▶ **DIRECTIONS**:
1 > In the equal pay conversation:
(a) By how much has the wage gap narrowed since the Equal Pay Act passed?
(b) What have studies shown about how mothers are paid?
(c) How did Lilly Ledbetter learn about the inequality in her pay?
2 > How would the part of the equal pay conversation starting at "Fatima: Since we" and ending at "of unequal pay?" read if "wage gap" were changed to "pay gap"?
3 > What might come next in the equal pay conversation? Write a continuation that picks up after its final sentence.

▶ **PASSAGE TO READ**:
○ ○ ○ ○ ○ ○ ○

To mark Equal Pay Day, NWLC’s Fatima Goss Graves, Vice President for Education and Employment, and Becka Wall, Program Assistant for Communications sat down for a chat on the success we’ve had on equal pay – and what we need to do next.

Becka: Hi, Fatima! Thanks so much for sitting and chatting with me about Equal Pay. I feel like this has been such a long and uphill battle. Where does the fight for equal pay stand right now?

Fatima: Since we passed the Equal Pay Act, the wage gap has narrowed by 18 cents. And there has been some clear progress – no longer will you see separate gender-based pay classifications, for example. But the wage gap has not budged for a decade, so there is serious work to do.

Fifty years since the passing of the Equal Pay Act is a great time to look at where we are – assess how far we’ve come, and how far we have to go.

Becka: What are some of the major causes that contribute to the issue of unequal pay?

Fatima: Women are still paid less for the same job, and it’s impossible in some spaces to get salary information. Some workplaces actual ban women from talking about their own wages. Women are concentrated in occupations that pay less. There are also a number of barriers to higher, paid traditionally male jobs. And there is a continuing penalty for caregivers – studies have shown that women who are mothers are paid less than men who are fathers.

Becka: What are the next steps to passing Equal Pay?

Fatima: If policy makers focused on at least one of these pieces – closing loopholes and better enforcement of equal wage laws, increasing minimum wage – it would be a great first step. The fact that it is impossible to get wage and salary information in some places is a real problem – employees shouldn’t be penalized or retaliated against simply for trying to see where they stand. Take Lilly Ledbetter’s case – she only found out about the inequality in her pay versus her male counterparts when someone broke Goodyear’s policy banning workers from discussing their salaries.

○ ○ ○ ○ ○ ○ ○

▶ **PROVIDED INFORMATION**:
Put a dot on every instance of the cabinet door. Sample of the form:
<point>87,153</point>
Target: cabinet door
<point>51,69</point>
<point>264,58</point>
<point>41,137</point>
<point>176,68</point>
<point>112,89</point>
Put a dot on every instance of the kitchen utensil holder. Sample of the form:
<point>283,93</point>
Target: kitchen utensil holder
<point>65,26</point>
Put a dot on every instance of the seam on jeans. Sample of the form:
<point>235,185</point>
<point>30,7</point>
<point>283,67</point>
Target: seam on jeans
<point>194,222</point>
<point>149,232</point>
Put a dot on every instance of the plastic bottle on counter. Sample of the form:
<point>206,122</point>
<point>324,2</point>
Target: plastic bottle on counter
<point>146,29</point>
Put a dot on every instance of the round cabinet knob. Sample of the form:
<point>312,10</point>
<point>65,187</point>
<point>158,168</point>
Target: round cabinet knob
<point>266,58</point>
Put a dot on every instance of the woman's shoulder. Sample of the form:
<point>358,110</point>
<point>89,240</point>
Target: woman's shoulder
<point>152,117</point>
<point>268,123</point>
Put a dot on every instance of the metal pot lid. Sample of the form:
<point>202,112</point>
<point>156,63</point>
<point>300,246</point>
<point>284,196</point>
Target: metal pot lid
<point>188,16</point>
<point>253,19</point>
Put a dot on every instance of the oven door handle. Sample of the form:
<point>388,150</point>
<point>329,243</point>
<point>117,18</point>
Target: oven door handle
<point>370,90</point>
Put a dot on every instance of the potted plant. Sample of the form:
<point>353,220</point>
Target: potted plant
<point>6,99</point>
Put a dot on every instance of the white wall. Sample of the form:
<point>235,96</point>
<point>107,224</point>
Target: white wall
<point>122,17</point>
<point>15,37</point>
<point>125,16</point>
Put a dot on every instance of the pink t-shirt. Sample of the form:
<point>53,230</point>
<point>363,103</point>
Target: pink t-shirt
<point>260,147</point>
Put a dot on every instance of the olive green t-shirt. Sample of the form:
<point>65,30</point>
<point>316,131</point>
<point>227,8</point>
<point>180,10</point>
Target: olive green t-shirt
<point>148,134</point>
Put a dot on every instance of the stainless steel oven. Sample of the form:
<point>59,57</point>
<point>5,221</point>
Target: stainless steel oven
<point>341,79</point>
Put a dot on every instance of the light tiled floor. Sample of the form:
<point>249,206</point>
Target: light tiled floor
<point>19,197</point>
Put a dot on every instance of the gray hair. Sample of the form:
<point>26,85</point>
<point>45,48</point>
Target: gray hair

○ ○ ○ ○ ○ ○ ○

▶ **YOUR WRITTEN ANSWERS**:
1 >
(a) By 18 cents.
(b) Women who are mothers are paid less than men who are fathers.
(c) She found out when someone broke Goodyear's policy banning workers from discussing their salaries.

2 >
Fatima: Since we passed the Equal Pay Act, the pay gap has narrowed by 18 cents. And there has been some clear progress – no longer will you see separate gender-based pay classifications, for example. But the pay gap has not budged for a decade, so there is serious work to do.

Fifty years since the passing of the Equal Pay Act is a great time to look at where we are – assess how far we’ve come, and how far we have to go.

Becka: What are some of the major causes that contribute to the issue of unequal pay?

3 >
Becka: What would you say is the biggest obstacle to closing the gap?

Fatima: There really are no factors that are insurmountable – I think we can finally begin to make progress on the wage gap. But we will have battle against the misinformation about the wage gap. We have spent a tremendous amount of time debating whether there is a problem at all in the face of the fact that there is a gap and that it hasn’t changed in 10 years.

Women are continually paid less for the same jobs. Studies have shown that the wage gap starts early and only expands and deepens over time across the board. We can slice and dice the data endlessly, but you can’t make the wage gap go away – no matter how you cut it, it’s there.

Becka: Recently, there has been a huge amount of media attention around Marissa Mayer and her workplace policies at Yahoo, such as her decision to not take maternity leave and her new policy regarding not allowing employees to work at home. Do you think that this might contribute to unequal pay? How does this apply to your experiences as a working parent with young children?

Fatima: Well, my son – believe it or not – has scarlet fever right now.

Becka: Really?! Oh no!

Fatima: I know – I didn’t even think that it still existed! But it has been extremely helpful for me to have the ability to work from home. Technology today has presented a range of options for parents. There is a reason that there has been a backlash in the public for anything that makes it harder for working parents to be working parents.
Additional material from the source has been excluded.